Data for the task:
■ ■ ■ ■ ■ ■ ■
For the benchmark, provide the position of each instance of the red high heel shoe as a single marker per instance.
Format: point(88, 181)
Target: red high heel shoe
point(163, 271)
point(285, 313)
■ ■ ■ ■ ■ ■ ■
Given instruction: Copy out all of the lines above again, requests included, and shift each coordinate in the answers by adding -136 to it.

Reply:
For the benchmark, provide the position of each instance of the red high heel shoe as a single marker per instance.
Format: point(88, 181)
Target: red high heel shoe
point(27, 135)
point(149, 177)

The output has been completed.